Extrait du texte:

··········

Onéguine – Isabelle Ciaravola et Evan McKie
Onéguine de John Cranko fait partie de ces ballets aux multiples facettes, qui se (re)découvrent au fil des représentations et des séries, et qui a ce pouvoir de profondément émouvoir. C’est une construction qui sait dérouler l’histoire, un quatuor qui s’oppose et construit le drame, un choix musical réfléchi qui porte l’action en permanence. C’est une infinie de petits et grands détails qui font de ce ballet un chef-d’oeuvre, une oeuvre en perpétuel renouvellement.
Ce sentiment est d’autant plus juste lorsque Onéguine est servi par une distribution de rêve. Celle-ci ne l’était pas complètement, même si son couple principal était en totale osmose. Isabelle Ciaravola est une tragédienne née, attentive à ce qui se passe autour d’elle et ne jouant jamais sans les autres. Evan McKie, artiste invité de Stuttgart, connaît ce ballet à merveille et sait mettre ses partenaires en confiance. Les deux racontaient la même histoire et semblaient danser ensemble depuis toujours, alors qu’ils ne comptaient que quelques jours de répétition. Les portés s’envolaient dans des élans de passion, atteignant leur paroxysme lors du pas de deux de la chambre, tout feu tout flamme.
Isabelle Ciaravola et Evan McKie n’ont pourtant pas raconté une histoire d’amour classique. Leur personnage n’était pas forcément amoureux de l’autre, mais plutôt de la vision qu’il-elle représentait. Ainsi, Tatiana est une jeune fille un peu sombre, ailleurs. C’est la passion qu’elle aime, ce qui lui fait battre le coeur. Onéguine représente l’image de ce qui la sort de son adolescence timide. Lui est un homme torturé qui a connu visiblement de cruelles déceptions. Il se précipite lui-même dans le malheur en aimant ce qu’il ne peut pas avoir : Olga alors qu’elle est au bras de Lenski, Tatiana lorsqu’elle est mariée. C’est le fait qu’elle n’est plus à elle qui ne la rend que plus désirable. Leur histoire d’amour est de fait vouée à l’échec, même si une profonde attraction les unit.

··········

Objectifs:
1) Répondez à ces questions à partir de la critique, une ligne par réponse.
(a) Qui est le chorégraphe d'Onéguine ?
(b) De quelle ville Evan McKie est-il l'artiste invité ?
(c) Au bras de qui se trouve Olga lorsqu'Onéguine l'aime ?
2) Dressez la liste de tous les personnages du ballet nommés dans la critique.

Données fournies:
··········

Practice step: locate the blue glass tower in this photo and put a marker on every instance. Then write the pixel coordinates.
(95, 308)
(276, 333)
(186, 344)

··········

Corrigé des exercices:
1)
(a) John Cranko
(b) Stuttgart
(c) Lenski

2) Onéguine, Tatiana, Olga, Lenski